Segmentation data
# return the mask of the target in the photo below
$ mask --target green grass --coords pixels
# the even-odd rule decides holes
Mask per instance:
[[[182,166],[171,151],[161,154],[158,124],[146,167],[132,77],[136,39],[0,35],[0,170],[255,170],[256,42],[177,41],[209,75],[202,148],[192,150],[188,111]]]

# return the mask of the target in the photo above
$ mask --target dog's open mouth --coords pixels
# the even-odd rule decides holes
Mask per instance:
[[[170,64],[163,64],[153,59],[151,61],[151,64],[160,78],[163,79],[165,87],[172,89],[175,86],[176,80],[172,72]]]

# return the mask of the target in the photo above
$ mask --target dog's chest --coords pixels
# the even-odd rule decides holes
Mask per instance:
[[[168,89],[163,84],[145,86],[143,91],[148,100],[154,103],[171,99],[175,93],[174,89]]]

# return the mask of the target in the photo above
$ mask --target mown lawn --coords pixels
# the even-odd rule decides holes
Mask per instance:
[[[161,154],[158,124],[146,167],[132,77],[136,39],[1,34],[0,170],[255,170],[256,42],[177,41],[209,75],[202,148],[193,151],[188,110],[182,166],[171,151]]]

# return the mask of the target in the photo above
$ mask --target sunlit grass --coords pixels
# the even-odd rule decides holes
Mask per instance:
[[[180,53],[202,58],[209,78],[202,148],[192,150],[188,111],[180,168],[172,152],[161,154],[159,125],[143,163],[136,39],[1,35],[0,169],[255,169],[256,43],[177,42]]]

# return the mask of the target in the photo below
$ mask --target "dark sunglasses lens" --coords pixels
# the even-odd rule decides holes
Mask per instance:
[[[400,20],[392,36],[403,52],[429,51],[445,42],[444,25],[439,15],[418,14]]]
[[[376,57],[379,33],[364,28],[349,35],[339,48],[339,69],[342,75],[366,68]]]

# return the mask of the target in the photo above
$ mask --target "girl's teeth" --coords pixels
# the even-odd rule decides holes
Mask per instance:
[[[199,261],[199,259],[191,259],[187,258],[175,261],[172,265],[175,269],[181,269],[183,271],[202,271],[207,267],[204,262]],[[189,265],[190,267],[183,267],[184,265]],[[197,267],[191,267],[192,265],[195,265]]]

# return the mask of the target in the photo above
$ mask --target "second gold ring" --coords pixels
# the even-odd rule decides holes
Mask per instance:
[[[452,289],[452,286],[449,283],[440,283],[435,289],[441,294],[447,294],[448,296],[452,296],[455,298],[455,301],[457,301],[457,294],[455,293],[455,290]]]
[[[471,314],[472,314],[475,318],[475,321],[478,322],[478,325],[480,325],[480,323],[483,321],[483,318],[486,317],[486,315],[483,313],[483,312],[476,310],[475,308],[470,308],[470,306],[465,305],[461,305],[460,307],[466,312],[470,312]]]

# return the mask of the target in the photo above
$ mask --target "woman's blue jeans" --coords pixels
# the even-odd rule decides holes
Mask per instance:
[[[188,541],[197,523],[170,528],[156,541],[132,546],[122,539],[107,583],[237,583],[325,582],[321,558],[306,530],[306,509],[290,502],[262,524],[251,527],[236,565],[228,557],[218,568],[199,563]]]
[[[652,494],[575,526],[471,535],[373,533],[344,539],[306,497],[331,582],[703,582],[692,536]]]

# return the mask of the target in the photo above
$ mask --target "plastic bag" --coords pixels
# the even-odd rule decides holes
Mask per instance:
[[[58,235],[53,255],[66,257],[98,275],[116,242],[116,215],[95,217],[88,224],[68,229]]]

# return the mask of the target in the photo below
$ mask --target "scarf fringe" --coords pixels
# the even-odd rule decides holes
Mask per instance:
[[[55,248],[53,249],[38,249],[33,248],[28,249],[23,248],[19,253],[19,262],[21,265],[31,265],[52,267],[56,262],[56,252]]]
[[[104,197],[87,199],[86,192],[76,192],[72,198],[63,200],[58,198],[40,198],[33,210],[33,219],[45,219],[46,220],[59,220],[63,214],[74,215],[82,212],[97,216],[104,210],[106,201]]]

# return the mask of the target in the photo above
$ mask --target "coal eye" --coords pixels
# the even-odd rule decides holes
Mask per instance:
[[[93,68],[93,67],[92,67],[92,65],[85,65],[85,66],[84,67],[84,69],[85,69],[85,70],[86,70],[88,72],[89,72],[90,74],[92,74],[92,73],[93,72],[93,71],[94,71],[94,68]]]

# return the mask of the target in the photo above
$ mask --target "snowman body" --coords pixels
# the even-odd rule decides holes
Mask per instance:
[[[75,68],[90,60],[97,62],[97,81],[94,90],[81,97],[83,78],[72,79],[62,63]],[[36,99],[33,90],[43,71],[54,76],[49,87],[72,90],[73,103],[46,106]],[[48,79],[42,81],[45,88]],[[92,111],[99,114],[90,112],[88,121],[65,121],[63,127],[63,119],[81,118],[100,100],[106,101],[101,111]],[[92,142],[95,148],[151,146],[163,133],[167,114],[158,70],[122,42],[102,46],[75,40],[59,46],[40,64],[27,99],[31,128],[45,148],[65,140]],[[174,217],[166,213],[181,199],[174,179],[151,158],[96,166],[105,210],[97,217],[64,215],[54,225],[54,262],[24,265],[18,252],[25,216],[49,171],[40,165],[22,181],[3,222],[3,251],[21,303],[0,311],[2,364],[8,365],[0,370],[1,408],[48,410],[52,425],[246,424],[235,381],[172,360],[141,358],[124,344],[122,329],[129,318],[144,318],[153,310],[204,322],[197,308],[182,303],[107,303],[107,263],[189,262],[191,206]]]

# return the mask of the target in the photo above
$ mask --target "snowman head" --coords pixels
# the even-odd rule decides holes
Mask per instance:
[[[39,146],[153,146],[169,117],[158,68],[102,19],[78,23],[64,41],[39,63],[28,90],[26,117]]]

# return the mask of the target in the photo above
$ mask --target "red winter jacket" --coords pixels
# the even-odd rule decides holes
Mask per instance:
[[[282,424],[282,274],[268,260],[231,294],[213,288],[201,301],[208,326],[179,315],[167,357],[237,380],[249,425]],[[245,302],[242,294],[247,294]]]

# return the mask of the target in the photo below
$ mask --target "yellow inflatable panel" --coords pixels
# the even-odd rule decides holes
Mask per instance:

TASK TO COMPLETE: Write out the data exactly as it stands.

SOLUTION:
# return the mask of the target in the photo below
$ mask --target green grass --coords pixels
# the even-odd rule decides holes
Mask per instance:
[[[182,166],[171,151],[161,154],[158,124],[146,167],[132,77],[136,39],[0,35],[0,170],[255,170],[256,42],[177,41],[209,75],[202,148],[192,150],[188,111]]]

# return the mask of the target in the photo above
$ mask --target dog's open mouth --coords pixels
# the even-odd rule decides holes
Mask per instance:
[[[170,64],[163,64],[153,59],[151,61],[151,64],[160,78],[163,79],[165,87],[172,89],[175,86],[176,80],[172,72]]]

# return the mask of the target in the photo above
$ mask --target dog's chest --coords pixels
# the even-odd rule decides holes
Mask per instance:
[[[168,89],[163,84],[145,86],[143,91],[148,100],[154,103],[171,99],[175,93],[174,89]]]

# return the mask of the target in the photo above
$ mask --target mown lawn --coords pixels
# the even-odd rule decides holes
Mask per instance:
[[[161,154],[158,124],[146,167],[132,77],[136,39],[1,34],[0,170],[255,170],[256,42],[177,41],[209,75],[202,148],[193,151],[188,110],[182,166],[171,151]]]

# return the mask of the target in the photo above
$ mask --target sunlit grass --coords pixels
# the even-odd rule decides holes
Mask per instance:
[[[180,53],[202,58],[209,78],[202,148],[192,150],[188,111],[180,168],[172,152],[161,154],[159,125],[143,163],[136,39],[1,35],[0,169],[255,169],[256,43],[177,42]]]

# return the mask of the target in the photo below
$ mask --target "dark sunglasses lens" --coords pixels
# the even-odd rule decides holes
Mask per instance:
[[[400,20],[392,36],[403,52],[429,51],[445,42],[444,25],[439,15],[418,14]]]
[[[376,57],[379,33],[364,28],[349,35],[339,48],[339,69],[342,75],[366,68]]]

# return the mask of the target in the photo above
$ mask --target "girl's teeth" --coords pixels
# the even-odd rule decides holes
Mask per instance:
[[[199,261],[199,259],[191,259],[187,258],[175,261],[172,265],[175,269],[181,269],[183,271],[202,271],[207,267],[204,262]],[[189,265],[190,267],[183,267],[184,265]],[[197,267],[191,267],[192,265],[195,265]]]

# return the mask of the target in the photo above
$ mask --target "second gold ring" --coords pixels
# the even-odd rule decides holes
Mask per instance:
[[[452,289],[452,286],[449,283],[440,283],[435,289],[441,294],[447,294],[448,296],[452,296],[455,298],[455,301],[457,301],[457,294],[455,293],[455,290]]]
[[[471,314],[472,314],[475,318],[475,321],[478,322],[478,325],[480,325],[480,323],[483,321],[483,318],[486,317],[486,315],[483,313],[483,312],[476,310],[475,308],[470,308],[470,306],[465,305],[461,305],[460,307],[466,312],[470,312]]]

# return the mask of the target in the photo above
$ mask --target "woman's blue jeans" --coords pixels
# the even-odd rule decides holes
Mask per instance:
[[[188,541],[197,523],[170,528],[156,541],[132,546],[122,539],[107,583],[237,583],[325,582],[321,558],[306,530],[306,509],[290,502],[262,524],[251,527],[236,565],[228,557],[218,568],[199,563]]]
[[[652,494],[575,526],[471,535],[373,533],[344,539],[306,497],[331,582],[703,582],[692,536]]]

# return the mask of the target in the photo above
$ mask --target "plastic bag" --coords pixels
# the even-odd rule decides holes
Mask per instance:
[[[58,235],[53,255],[66,257],[98,275],[116,242],[116,215],[95,217],[88,224],[68,229]]]

# return the mask of the target in the photo below
$ mask --target "scarf fringe" --coords pixels
# the even-odd rule decides holes
Mask per instance:
[[[55,248],[53,249],[38,249],[33,248],[28,249],[23,248],[19,253],[19,262],[21,265],[31,265],[52,267],[56,262],[56,252]]]
[[[104,197],[87,199],[86,192],[76,192],[72,198],[63,200],[58,198],[40,198],[33,210],[33,219],[45,219],[46,220],[59,220],[63,214],[74,215],[82,212],[97,216],[104,210],[106,201]]]

# return the mask of the target in the photo above
$ mask --target "coal eye" --coords pixels
# the even-odd rule decides holes
Mask per instance:
[[[93,68],[93,67],[92,67],[92,65],[85,65],[85,66],[84,67],[84,69],[85,69],[85,70],[86,70],[88,72],[89,72],[90,74],[92,74],[92,73],[93,72],[93,71],[94,71],[94,68]]]

# return the mask of the target in the photo above
$ mask --target "snowman body" --coords pixels
# the even-odd rule decides holes
Mask per instance:
[[[75,68],[90,60],[97,62],[97,81],[94,90],[81,97],[83,78],[72,79],[62,63]],[[36,99],[33,90],[43,71],[54,76],[49,87],[72,90],[73,103],[46,106]],[[48,79],[42,81],[45,88]],[[92,111],[99,114],[90,112],[88,121],[65,121],[63,127],[63,119],[81,118],[100,100],[106,101],[101,111]],[[92,142],[95,148],[151,146],[163,133],[167,114],[158,70],[122,42],[102,46],[75,40],[59,46],[40,64],[27,99],[31,128],[45,148],[65,140]],[[174,217],[166,213],[181,199],[174,179],[151,158],[96,166],[105,210],[97,217],[64,215],[54,225],[54,262],[24,265],[18,252],[25,216],[49,171],[40,165],[22,181],[3,222],[3,251],[21,303],[0,311],[2,364],[8,365],[0,370],[1,408],[48,410],[52,425],[246,424],[235,381],[172,360],[141,358],[124,344],[122,329],[129,318],[144,318],[153,310],[204,322],[197,308],[182,303],[107,303],[107,263],[189,262],[191,206]]]

# return the mask of the target in the photo above
$ mask --target "snowman head" --coords pixels
# the even-odd rule decides holes
Mask per instance:
[[[39,146],[153,146],[169,117],[158,68],[102,19],[78,23],[64,41],[39,63],[28,90],[26,117]]]

# return the mask of the target in the photo above
$ mask --target "red winter jacket" --coords pixels
# the even-odd rule decides holes
Mask per instance:
[[[282,424],[282,274],[268,260],[231,294],[213,288],[201,301],[208,326],[179,315],[167,357],[237,380],[249,425]],[[245,302],[242,294],[247,294]]]

# return the mask of the target in the photo below
$ mask --target "yellow inflatable panel" --coords pixels
# the even-odd rule decides holes
Mask per instance:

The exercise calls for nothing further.